[Entries from a dataset]
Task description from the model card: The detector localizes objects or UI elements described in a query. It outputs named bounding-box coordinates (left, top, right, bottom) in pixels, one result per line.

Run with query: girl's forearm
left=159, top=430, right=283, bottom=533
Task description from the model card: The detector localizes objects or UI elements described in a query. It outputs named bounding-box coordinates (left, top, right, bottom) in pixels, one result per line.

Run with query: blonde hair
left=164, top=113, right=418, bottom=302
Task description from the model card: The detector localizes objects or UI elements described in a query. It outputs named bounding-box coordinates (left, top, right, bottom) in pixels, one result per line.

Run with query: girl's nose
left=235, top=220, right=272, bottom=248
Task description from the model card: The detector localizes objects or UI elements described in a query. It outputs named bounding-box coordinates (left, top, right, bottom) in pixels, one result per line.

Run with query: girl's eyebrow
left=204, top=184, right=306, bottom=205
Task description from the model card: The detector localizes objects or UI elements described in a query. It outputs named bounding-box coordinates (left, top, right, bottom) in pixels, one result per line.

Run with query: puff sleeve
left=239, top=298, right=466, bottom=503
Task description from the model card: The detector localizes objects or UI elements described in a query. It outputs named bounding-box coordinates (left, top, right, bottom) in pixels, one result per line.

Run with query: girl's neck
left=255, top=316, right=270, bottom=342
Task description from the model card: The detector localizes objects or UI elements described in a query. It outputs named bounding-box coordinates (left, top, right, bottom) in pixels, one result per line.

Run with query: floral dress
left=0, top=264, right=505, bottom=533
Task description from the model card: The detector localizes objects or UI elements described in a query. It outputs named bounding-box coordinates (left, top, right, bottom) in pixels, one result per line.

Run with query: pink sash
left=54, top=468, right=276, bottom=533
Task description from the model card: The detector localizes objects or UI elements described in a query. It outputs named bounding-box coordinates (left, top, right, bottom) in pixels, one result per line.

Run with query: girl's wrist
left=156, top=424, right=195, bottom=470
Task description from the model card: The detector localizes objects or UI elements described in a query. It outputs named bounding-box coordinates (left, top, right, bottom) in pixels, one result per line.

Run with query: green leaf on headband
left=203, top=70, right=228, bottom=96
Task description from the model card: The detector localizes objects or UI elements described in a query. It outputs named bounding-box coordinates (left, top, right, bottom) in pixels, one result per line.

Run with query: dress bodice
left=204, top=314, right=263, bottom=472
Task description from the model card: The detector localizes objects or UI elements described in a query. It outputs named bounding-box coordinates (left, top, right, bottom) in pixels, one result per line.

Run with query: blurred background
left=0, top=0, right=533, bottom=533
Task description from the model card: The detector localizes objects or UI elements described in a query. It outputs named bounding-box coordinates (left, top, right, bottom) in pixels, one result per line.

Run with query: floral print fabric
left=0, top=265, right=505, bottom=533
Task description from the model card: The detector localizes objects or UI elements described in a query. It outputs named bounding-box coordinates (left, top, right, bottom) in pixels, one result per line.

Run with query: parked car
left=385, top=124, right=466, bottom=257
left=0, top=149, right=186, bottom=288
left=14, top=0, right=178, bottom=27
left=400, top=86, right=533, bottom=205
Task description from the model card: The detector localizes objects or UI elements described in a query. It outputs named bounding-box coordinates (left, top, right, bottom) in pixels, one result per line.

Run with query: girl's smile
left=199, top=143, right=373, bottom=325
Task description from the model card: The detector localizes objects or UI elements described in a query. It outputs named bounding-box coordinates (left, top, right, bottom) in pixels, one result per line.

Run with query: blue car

▸ AIM OF THE TASK: Write out every line of the material again, exactly as it reads.

▸ REPLY:
Task description from the model card: The detector localizes objects or UI elements described in a query. It outputs named bounding-box coordinates (left, top, right, bottom) in pixels, one result per line.

Run with query: girl's forearm
left=159, top=430, right=283, bottom=533
Task description from the model card: The detector localizes objects or UI elements described in a query. It outputs named bounding-box coordinates (left, top, right, bottom) in pixels, one result per line.

Run with query: blonde hair
left=164, top=113, right=418, bottom=302
Task description from the model card: The detector localizes objects or UI elements described in a query. It outputs named bounding-box coordinates (left, top, right, bottom) in pixels, one result per line.

Run with query: girl's nose
left=235, top=220, right=272, bottom=248
Task description from the model card: The detector localizes objects or UI elements described in a query. It outputs named bounding-box coordinates (left, top, right, bottom) in pixels, one result per line.

Run with query: girl's eyebrow
left=204, top=184, right=306, bottom=205
Task description from the model card: The detector localizes objects or UI elements described in a query. It outputs named bounding-box coordinates (left, top, right, bottom) in pixels, one result per line.

Run with query: puff sleeve
left=239, top=298, right=466, bottom=503
Task description from the model card: The detector localizes objects or UI elements described in a query. It outputs named bounding-box coordinates (left, top, right, bottom) in pixels, one result per line.

Run with query: girl's neck
left=255, top=316, right=270, bottom=342
Task description from the model card: The detector localizes objects or UI elements described in a query. It outputs named bounding-box coordinates (left, top, right, bottom) in pixels, one result per line.

Run with query: floral dress
left=0, top=264, right=505, bottom=533
Task description from the model card: The detector localizes objects or UI elements described in a query. It outputs named bounding-box coordinates (left, top, right, bottom) in pixels, one result per line.

Run with query: pink sash
left=54, top=468, right=276, bottom=533
Task description from the model card: The detector localizes objects or UI elements described in a query. It outputs named bounding-box coordinates (left, top, right, bottom) in pixels, one result per line.

Run with query: girl's wrist
left=156, top=424, right=195, bottom=470
Task description from the model card: The detector localizes objects or UI elements described in a query. It outputs named bounding-box coordinates (left, top, right, bottom) in pixels, one result per line.

Run with query: green leaf on headband
left=203, top=70, right=228, bottom=96
Task description from the model card: The detector localizes objects or UI elements described in a query. It outputs named bounding-box coordinates (left, top, right, bottom) in pixels, one result per line.

Run with query: dress bodice
left=204, top=314, right=263, bottom=472
Task description from the model card: The detector localizes objects or UI elements described in a query. It outputs named bounding-box coordinates (left, top, right, bottom) in pixels, one result per line.

Run with query: blurred background
left=0, top=0, right=533, bottom=533
Task description from the model card: The detector localizes objects or UI elements described in a query. It outputs named bounding-box coordinates (left, top, right, bottom) in pixels, one result per line.

Run with query: floral print fabric
left=0, top=265, right=505, bottom=533
Task description from the model card: The detector localizes objects or UI elements described in a query. It outputs named bounding-box coordinates (left, top, right, bottom) in pixels, one result per line.

Run with query: parked car
left=385, top=124, right=466, bottom=257
left=0, top=149, right=186, bottom=288
left=14, top=0, right=178, bottom=27
left=400, top=86, right=533, bottom=205
Task description from the model card: The detector localizes objects or UI elements described in a query. It outputs named bounding-box coordinates (left, top, right, bottom) in pixels, one result per line.

Run with query: girl's smile
left=199, top=143, right=373, bottom=325
Task description from the model card: The detector localizes objects or UI elements described in a query. It outputs named bounding-box coordinates (left, top, right, bottom) in pixels, one result per line.

Run with query: blue car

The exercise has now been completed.